Wat meer of anders is ten laste gelegd dan hiervoor bewezen is verklaard, is niet bewezen.
Verdachte zal daarvan worden vrijgesproken.

4.De kwalificatie van het bewezenverklaarde

Het bewezenverklaarde levert op:
een gewoonte maken van het door middel van een geautomatiseerd werk verkopen van goederen met het oogmerk om zonder volledige levering zich van de betaling van die goederen te verzekeren.

5.De strafbaarheid van het feit

Het feit is strafbaar.

6.De strafbaarheid van de verdachte

Verdachte is strafbaar, nu geen omstandigheid is gebleken of aannemelijk is geworden die de strafbaarheid van verdachte uitsluit.

7.De overwegingen ten aanzien van straf

Het standpunt van de officier van justitie
De officier van justitie heeft gevorderd dat verdachte zal worden veroordeeld tot taakstraf van 240 uur waarvan 60 uur voorwaardelijk en met een proeftijd van 2 jaar.
Het standpunt van de verdediging
De raadsman heeft bepleit dat bij de strafoplegging rekening wordt gehouden met het VGB-beleid van Defensie.
De beoordeling door de militaire kamer
De militaire kamer heeft bij de bepaling van de op te leggen straf rekening gehouden met de aard en de ernst van hetgeen bewezen is verklaard en de omstandigheden waaronder dit is begaan. De militaire kamer heeft verder rekening gehouden met de persoon en de omstandigheden van verdachte.
De ernst van de feiten
Verdachte heeft zich gedurende een langere periode schuldig gemaakt aan de oplichting van een groot aantal mensen. Verdachte verkocht aan deze mensen via Marktplaats.nl goederen, ontving daarvoor betaling en leverde de goederen vervolgens niet. Met deze handelswijze heeft hij het vertrouwen van de mensen die zaken met hem deden op een ernstige wijze beschaamd en is hen financiële schade berokkend. En hoewel deze zaak is gebaseerd op elf aangiftes, waarbij tot een bewezenverklaring van zes aangiftes is gekomen, zijn er in totaal tientallen aangiftes van marktplaatsoplichting tegen verdachte gedaan. De militaire kamer is van oordeel dat men in het algemeen eerlijk zaken behoort te doen, maar dat zeker van een militair mag worden verwacht dat hij integer en betrouwbaar is. Verdachte heeft dat vertrouwen echter beschaamd. Hoewel hij zich in de periode waarin het misdrijf plaatsvond meermaals besefte dat hij verkeerd handelde, is hij telkens weer opnieuw de fout ingegaan, omdat hij uiteindelijk ten koste van anderen voor bevrediging van zijn eigen wensen en behoeften koos en het geld dat hij ontving gebruikte om (de gevolgen van) zijn alcohol- en gokverslaving te bekostigen.
Persoon van de verdachte
De militaire kamer heeft ook rekening gehouden met de persoonlijke omstandigheden van de verdachte. Hierbij is gebleken dat verdachte niet eerder is veroordeeld voor een strafbaar feit. De militaire kamer neemt in het voordeel van verdachte mee dat hij spijt heeft betuigd voor zijn handelen en daarbij oprecht is overgekomen. Daarbij komt dat verdachte zich bereid heeft getoond om de door hem veroorzaakte schade te vergoeden.

• [Aangeleverde rijen]:
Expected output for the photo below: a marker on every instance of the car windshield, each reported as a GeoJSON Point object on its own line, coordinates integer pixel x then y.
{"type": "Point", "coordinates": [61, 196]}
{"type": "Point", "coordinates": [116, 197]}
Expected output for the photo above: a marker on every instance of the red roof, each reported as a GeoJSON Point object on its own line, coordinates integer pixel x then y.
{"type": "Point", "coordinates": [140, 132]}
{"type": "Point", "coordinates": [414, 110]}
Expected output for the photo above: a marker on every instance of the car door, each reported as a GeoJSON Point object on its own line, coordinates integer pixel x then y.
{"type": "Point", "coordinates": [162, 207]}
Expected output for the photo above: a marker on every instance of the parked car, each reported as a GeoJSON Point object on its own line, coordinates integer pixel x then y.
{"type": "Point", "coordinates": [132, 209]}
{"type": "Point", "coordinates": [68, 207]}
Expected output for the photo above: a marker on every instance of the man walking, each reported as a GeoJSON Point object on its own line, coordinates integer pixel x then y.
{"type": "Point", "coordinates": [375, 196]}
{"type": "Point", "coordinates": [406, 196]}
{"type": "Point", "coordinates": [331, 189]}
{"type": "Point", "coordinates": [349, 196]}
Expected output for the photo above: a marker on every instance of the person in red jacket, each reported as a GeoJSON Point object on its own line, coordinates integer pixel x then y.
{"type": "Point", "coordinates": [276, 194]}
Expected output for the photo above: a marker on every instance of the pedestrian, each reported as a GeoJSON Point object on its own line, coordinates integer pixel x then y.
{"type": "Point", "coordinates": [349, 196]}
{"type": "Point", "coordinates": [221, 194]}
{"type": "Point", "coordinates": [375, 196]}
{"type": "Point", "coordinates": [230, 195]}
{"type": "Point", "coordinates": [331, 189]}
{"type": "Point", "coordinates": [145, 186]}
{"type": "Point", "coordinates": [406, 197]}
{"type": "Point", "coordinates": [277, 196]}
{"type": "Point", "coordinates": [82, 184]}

• [Opdracht]:
Pak het tekstfragment over de strafzaak tegen een militair wegens oplichting via Marktplaats.nl op na de laatste zin en schrijf het verder. De rijen staan los van het tekstfragment.

• [Antwoord]:
De militaire kamer heeft verder acht geslagen op het rapport van de reclassering van 16 mei 2022. In dat rapport komt naar voren dat verdachte in de tenlastegelegde periode kampte met psychische – en verslavingsproblematiek, maar daarvoor vrijwillig behandeling heeft gezocht en doorlopen. Verdachte probeert abstinent van alcohol en gokken te blijven en neemt daarvoor ook actief maatregelen. Zo bezoekt hij wekelijks bijeenkomsten van Anonieme Alcoholisten en heeft hij zich aangemeld voor een ambulante behandeling bij GGZ [naam] . Ook werkt hij met behulp van een budgetcoach aan het aflossen van schulden en wil verdachte ook in de toekomst met deze budgetcoach blijven samenwerken. De reclassering schat het risico op recidive in als laag en adviseert om verdachte een straf op te leggen zonder bijzondere voorwaarden.
Straf
Gelet op de ernst van de feiten, de persoonlijke omstandigheden van verdachte en het advies van de reclassering, is naar het oordeel van de militaire kamer de oplegging van een deels voorwaardelijke straf aangewezen. De militaire kamer acht passend een taakstraf van 150 uur, waarvan 50 uur voorwaardelijk. Aan het voorwaardelijk deel van de taakstraf verbindt de militaire kamer een proeftijd van twee jaar en de algemene voorwaarde dat verdachte zich niet schuldig maakt aan een strafbaar feit. Dit voorwaardelijke deel dient als stok achter de deur om verdachte ervan te weerhouden opnieuw de fout in te gaan.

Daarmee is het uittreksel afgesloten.